#### Source extract

The maple tree in our backyard was blazing red last week, its brilliant leaves hanging like delicate, tired flames.
Now, as they fall, the garden floor bears a circle of red. It is gorgeous, though uncomfortable to witness, the bright dying of beauty to make even more.
Love is like that—hanging on and letting go, dedicating oneself to believing there is good coming, even if something has to die first for beauty to be born again.
It is mid-week as I write this, and I lift my face to the sun as I walk. Justin is close, this partner who pushes me toward love more than anyone I know.
And it is good, though challenging.
Love offers everything beautiful and tears your heart until surrender comes.
“Iron sharpens iron,” (Proverbs 27:17). Justin reminds me. He can tell when I’m stuck and don’t know my way out. He does the tremendously difficult dance of pursuing me and giving me room.
I am grateful.
It is hard not to be stubborn. It is hard not to care mostly about being right.

########
#### Data excerpts

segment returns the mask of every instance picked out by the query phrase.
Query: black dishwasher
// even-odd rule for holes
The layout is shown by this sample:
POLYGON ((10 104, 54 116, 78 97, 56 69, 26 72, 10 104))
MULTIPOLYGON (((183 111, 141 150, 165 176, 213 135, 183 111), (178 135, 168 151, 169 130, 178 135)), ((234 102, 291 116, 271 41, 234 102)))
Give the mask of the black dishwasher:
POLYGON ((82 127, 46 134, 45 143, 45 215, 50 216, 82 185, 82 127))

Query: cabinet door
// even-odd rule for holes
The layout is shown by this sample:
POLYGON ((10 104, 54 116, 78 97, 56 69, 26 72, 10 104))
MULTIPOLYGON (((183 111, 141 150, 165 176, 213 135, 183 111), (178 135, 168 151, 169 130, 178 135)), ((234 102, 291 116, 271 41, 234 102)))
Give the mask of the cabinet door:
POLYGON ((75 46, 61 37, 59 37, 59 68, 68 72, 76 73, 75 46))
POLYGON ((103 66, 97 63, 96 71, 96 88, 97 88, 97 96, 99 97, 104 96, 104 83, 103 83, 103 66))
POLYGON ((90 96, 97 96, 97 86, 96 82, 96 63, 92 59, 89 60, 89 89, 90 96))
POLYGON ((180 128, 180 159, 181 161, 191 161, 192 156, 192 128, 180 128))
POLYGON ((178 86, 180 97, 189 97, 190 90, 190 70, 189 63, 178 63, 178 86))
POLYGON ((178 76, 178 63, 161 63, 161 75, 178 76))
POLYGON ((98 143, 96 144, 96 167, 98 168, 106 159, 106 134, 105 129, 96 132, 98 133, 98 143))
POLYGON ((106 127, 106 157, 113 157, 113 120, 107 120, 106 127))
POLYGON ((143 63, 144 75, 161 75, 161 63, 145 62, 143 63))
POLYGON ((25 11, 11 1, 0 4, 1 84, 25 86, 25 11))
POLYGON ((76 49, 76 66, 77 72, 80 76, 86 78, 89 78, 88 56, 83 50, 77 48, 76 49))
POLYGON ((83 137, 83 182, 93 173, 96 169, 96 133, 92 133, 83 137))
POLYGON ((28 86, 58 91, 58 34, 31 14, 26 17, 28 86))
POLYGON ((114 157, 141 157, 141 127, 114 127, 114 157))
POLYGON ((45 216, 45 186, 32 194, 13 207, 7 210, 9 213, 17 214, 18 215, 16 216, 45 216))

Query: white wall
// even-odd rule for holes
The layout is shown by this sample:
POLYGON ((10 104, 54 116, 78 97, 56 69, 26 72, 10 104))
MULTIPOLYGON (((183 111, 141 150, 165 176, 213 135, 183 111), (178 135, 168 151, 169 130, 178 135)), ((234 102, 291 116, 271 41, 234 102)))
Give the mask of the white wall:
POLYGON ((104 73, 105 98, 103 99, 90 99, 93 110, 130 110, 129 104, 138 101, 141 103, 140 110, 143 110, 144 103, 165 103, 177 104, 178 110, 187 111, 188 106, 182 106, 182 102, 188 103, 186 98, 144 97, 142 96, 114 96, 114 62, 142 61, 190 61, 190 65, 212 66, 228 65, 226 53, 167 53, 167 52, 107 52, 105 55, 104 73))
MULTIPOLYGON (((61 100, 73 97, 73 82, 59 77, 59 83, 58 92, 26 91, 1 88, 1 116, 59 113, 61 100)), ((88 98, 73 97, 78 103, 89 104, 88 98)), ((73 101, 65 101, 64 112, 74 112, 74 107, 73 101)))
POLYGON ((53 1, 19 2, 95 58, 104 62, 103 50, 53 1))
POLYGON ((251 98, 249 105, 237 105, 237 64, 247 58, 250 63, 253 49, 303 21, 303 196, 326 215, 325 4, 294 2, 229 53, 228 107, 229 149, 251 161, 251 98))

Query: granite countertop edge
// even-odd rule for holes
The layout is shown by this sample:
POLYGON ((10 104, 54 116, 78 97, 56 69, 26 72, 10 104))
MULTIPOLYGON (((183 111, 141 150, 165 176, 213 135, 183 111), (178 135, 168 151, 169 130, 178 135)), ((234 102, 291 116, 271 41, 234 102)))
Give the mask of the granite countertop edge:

########

## Task to complete
Revise the love reflection starting at "Love offers everything" and ending at "about being right.", changing "dance" to "balance". The items play no part in any of the work here.

## Answer for this exercise
Love offers everything beautiful and tears your heart until surrender comes.
“Iron sharpens iron,” (Proverbs 27:17). Justin reminds me. He can tell when I’m stuck and don’t know my way out. He does the tremendously difficult balance of pursuing me and giving me room.
I am grateful.
It is hard not to be stubborn. It is hard not to care mostly about being right.